:: INPUT DATA

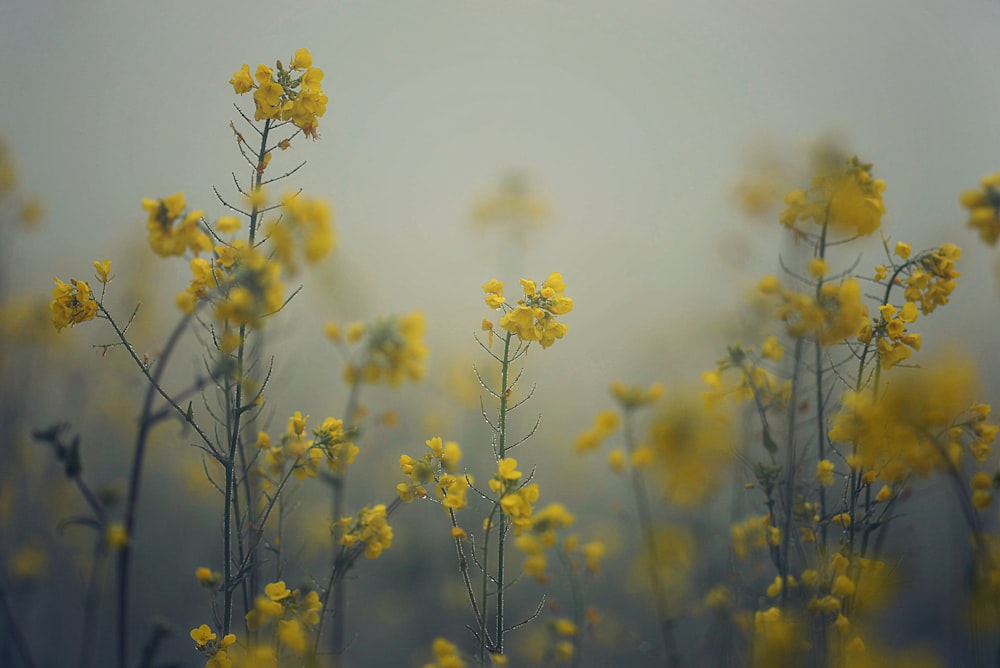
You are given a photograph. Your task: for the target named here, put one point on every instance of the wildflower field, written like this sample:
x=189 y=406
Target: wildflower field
x=216 y=448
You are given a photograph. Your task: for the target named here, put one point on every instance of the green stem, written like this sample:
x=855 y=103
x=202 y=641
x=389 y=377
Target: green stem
x=504 y=524
x=237 y=414
x=786 y=531
x=135 y=477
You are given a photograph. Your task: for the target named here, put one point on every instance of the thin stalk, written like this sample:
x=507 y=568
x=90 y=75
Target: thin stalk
x=786 y=531
x=237 y=413
x=639 y=493
x=340 y=586
x=504 y=525
x=132 y=497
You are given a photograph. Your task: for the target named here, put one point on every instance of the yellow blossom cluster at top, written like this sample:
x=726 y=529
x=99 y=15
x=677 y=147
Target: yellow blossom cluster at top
x=846 y=198
x=534 y=317
x=72 y=303
x=294 y=94
x=838 y=312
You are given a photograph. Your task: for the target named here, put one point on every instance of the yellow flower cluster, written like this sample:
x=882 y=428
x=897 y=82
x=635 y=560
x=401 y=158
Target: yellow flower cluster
x=931 y=278
x=753 y=533
x=894 y=342
x=330 y=442
x=633 y=396
x=215 y=650
x=169 y=233
x=545 y=523
x=252 y=288
x=371 y=528
x=309 y=218
x=984 y=208
x=846 y=198
x=838 y=314
x=515 y=500
x=295 y=94
x=394 y=350
x=534 y=317
x=440 y=466
x=754 y=383
x=921 y=423
x=294 y=612
x=691 y=447
x=72 y=303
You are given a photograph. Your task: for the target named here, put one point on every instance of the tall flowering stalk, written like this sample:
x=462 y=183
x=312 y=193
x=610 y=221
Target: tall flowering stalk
x=241 y=285
x=511 y=496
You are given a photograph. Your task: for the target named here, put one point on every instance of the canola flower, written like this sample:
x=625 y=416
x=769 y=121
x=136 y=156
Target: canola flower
x=847 y=198
x=294 y=94
x=984 y=208
x=534 y=316
x=72 y=303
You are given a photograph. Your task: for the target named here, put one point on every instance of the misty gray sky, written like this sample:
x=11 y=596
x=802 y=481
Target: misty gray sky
x=634 y=119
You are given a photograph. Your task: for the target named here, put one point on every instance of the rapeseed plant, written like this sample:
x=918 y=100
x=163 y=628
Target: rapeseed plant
x=817 y=431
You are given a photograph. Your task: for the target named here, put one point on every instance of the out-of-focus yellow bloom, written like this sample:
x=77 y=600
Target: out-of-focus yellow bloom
x=845 y=197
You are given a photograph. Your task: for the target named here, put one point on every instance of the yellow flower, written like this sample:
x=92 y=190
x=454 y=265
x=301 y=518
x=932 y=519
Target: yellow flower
x=494 y=293
x=72 y=303
x=277 y=591
x=242 y=81
x=203 y=635
x=228 y=224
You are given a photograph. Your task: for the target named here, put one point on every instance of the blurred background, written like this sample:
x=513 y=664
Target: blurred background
x=634 y=124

::::

Reproduce the lines from the line with "of the rapeseed" up to and including the line with "x=817 y=431", switching "photograph" to "image" and leaving everything else unchanged.

You are given a image. Your task: for the target named here, put one point on every instance of the rapeseed plant, written like this sample:
x=918 y=100
x=163 y=628
Target: rapeseed plant
x=817 y=431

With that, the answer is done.